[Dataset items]
start

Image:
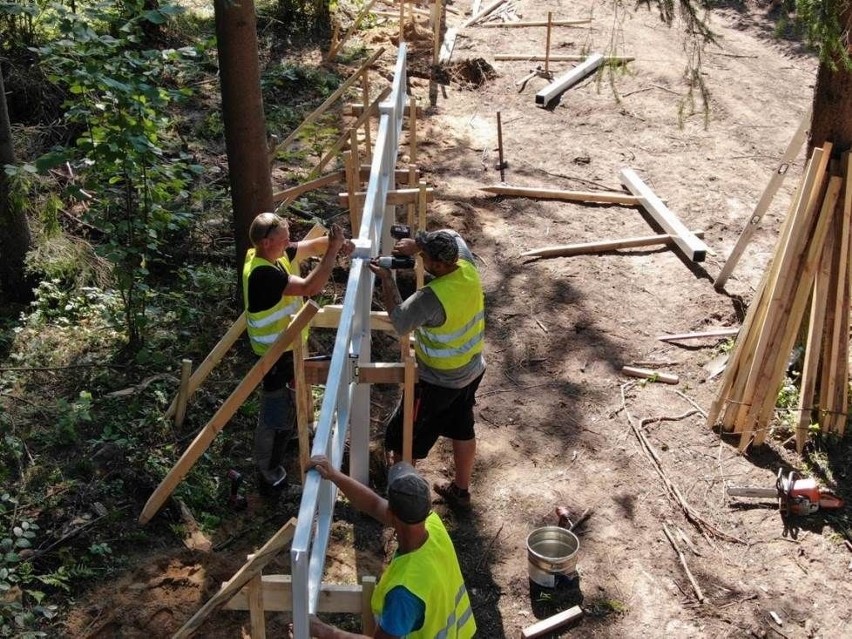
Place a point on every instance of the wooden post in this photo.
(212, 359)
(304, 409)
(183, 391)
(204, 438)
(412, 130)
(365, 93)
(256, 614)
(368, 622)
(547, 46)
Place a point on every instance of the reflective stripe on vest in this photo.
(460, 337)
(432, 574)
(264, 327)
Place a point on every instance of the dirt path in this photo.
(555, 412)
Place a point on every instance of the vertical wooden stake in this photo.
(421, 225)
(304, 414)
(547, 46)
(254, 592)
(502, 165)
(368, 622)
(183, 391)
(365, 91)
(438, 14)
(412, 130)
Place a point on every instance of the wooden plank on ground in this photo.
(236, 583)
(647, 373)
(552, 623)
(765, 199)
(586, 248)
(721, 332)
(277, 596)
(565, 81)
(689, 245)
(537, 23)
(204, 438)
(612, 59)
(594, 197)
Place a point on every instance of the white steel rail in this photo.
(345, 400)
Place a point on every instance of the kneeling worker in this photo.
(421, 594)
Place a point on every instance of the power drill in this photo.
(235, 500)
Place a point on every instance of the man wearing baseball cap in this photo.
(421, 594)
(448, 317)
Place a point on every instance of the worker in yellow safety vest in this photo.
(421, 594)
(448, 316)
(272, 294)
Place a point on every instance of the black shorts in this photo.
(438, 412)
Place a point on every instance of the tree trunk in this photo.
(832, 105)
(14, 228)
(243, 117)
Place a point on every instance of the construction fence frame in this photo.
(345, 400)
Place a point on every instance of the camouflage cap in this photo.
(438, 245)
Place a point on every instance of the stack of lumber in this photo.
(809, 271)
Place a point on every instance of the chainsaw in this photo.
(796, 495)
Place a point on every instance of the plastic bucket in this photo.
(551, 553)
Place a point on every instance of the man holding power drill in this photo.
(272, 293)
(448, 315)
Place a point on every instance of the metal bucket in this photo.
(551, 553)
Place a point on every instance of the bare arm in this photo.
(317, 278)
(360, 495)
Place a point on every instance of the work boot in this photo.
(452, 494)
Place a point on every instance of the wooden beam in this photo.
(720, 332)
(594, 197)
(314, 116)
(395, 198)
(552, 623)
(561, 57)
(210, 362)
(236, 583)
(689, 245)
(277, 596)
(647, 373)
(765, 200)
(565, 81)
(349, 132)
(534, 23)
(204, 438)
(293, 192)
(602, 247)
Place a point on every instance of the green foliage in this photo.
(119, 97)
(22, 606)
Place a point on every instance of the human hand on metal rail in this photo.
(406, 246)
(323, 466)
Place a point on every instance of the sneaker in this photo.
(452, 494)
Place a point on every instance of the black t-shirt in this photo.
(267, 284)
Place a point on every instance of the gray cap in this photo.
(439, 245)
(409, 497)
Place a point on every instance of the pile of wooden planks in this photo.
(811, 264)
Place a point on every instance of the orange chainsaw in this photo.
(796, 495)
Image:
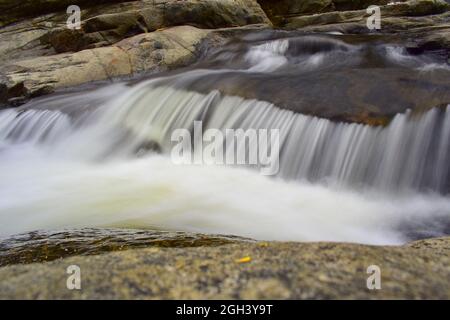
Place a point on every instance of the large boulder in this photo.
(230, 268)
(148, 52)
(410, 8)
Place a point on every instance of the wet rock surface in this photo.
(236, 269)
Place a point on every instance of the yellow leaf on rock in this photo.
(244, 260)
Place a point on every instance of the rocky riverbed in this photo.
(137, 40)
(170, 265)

end

Reproduce all of the material above word for word, leaving out the pictures.

■ Expected output ■
Image:
Place a point on every instance of the wooden post in this photo.
(212, 359)
(304, 409)
(183, 391)
(204, 438)
(412, 130)
(365, 93)
(256, 614)
(368, 622)
(547, 46)
Place a point on every instance of the reflective stripe on vest in this photo.
(460, 337)
(432, 574)
(264, 327)
Place a point on every instance of the dirt path in this photo.
(555, 412)
Place a point on every instance of the vertical wooden stake in this photo.
(421, 225)
(304, 414)
(547, 46)
(254, 592)
(502, 165)
(368, 622)
(183, 391)
(365, 91)
(438, 14)
(412, 130)
Place a point on every instance of the wooden plank on ground in this photo.
(236, 583)
(647, 373)
(552, 623)
(765, 199)
(586, 248)
(721, 332)
(277, 596)
(565, 81)
(689, 245)
(537, 23)
(204, 438)
(612, 59)
(594, 197)
Place a point on every instance of the white steel rail in this photo.
(345, 400)
Place a point on every instance of the kneeling worker in this photo.
(421, 594)
Place a point on every instance of the power drill in this photo.
(235, 500)
Place a point on every instance of the man wearing baseball cap in this photo.
(421, 594)
(448, 317)
Place a point on every instance of the worker in yellow safety vest in this photo.
(421, 594)
(448, 316)
(272, 294)
Place a point on every instance of the black shorts in this photo.
(438, 412)
Place a point on every instance of the tree trunk in this photo.
(832, 105)
(14, 228)
(243, 117)
Place a point on every instance of the construction fence frame in this photo.
(345, 400)
Place a point on every instance of the camouflage cap in this photo.
(438, 245)
Place a point on every instance of the stack of lumber in this photo.
(809, 271)
Place a point on every instance of the chainsaw in this photo.
(796, 495)
Place a point on every instance of the plastic bucket in this photo.
(551, 553)
Place a point on every instance of the man holding power drill in this photo.
(272, 293)
(448, 315)
Place a point on every instance of the metal bucket in this photo.
(551, 553)
Place a point on every instance of the bare arm in this photo.
(317, 278)
(360, 495)
Place a point on every instance of the work boot in this photo.
(452, 494)
Place a point on every instance of the wooden beam in this photo.
(720, 332)
(594, 197)
(314, 116)
(395, 198)
(552, 623)
(561, 57)
(210, 362)
(236, 583)
(689, 245)
(277, 596)
(647, 373)
(765, 200)
(565, 81)
(349, 132)
(534, 23)
(204, 438)
(293, 192)
(602, 247)
Place a point on every instance of the green foliage in this photo.
(119, 97)
(22, 606)
Place a point on every instance of the human hand on metal rail in this photo.
(406, 246)
(323, 466)
Place a point on every instance of the sneaker in this photo.
(452, 494)
Place a point on every instance of the black t-shirt in this photo.
(267, 284)
Place a point on every instance of the gray cap in this photo.
(439, 245)
(409, 497)
Place a point on every instance of the pile of wooden planks in this photo.
(811, 264)
Place a point on every instance of the orange chainsaw in this photo.
(796, 495)
Image:
Place a point on every instance of the large boulder in this photo.
(230, 268)
(148, 52)
(410, 8)
Place a point on every instance of the wet rock surface in this photo.
(236, 269)
Place a point on every instance of the yellow leaf on rock in this photo.
(244, 260)
Place a point on every instance of the rocky riverbed in this photo.
(137, 40)
(170, 265)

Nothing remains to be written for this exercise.